▸ DIRECTIVE
In the material below, copy out word for word the lines starting at the one containing "Please examine the image and determine whether any brown" and ending at the one containing "[766,222,816,289]", with both of those lines included.
== RECORDS SUPPLIED
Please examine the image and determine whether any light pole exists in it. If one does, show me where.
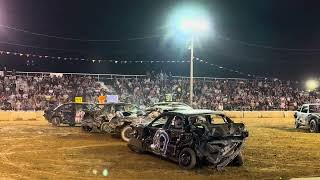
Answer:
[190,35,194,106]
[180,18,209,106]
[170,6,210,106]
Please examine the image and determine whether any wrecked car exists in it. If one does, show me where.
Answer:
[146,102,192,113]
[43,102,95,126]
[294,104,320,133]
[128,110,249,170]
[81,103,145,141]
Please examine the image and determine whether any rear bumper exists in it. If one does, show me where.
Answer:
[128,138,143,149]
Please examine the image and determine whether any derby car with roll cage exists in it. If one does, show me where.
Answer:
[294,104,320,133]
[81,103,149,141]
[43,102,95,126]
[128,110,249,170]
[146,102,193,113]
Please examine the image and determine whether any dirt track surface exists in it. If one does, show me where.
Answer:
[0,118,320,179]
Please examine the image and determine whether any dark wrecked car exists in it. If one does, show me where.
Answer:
====
== RECORDS SUPPLIED
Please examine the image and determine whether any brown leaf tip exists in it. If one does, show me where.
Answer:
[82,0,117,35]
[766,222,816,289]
====
== RECORDS SUPPLIED
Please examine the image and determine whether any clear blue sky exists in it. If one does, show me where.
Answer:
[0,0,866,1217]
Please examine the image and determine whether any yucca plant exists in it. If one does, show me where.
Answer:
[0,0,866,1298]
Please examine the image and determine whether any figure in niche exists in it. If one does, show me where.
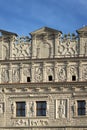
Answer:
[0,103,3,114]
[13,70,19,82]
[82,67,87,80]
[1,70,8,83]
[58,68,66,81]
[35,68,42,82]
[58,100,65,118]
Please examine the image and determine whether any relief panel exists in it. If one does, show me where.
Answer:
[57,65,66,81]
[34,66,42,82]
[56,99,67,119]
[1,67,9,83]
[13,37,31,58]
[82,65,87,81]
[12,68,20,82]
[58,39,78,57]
====
▸ RESPONSE TO THIS EXERCISE
Please examine the image and determine whether any brown leaf tip exists in it. If one does, show me where.
Answer:
[82,0,117,35]
[766,222,816,289]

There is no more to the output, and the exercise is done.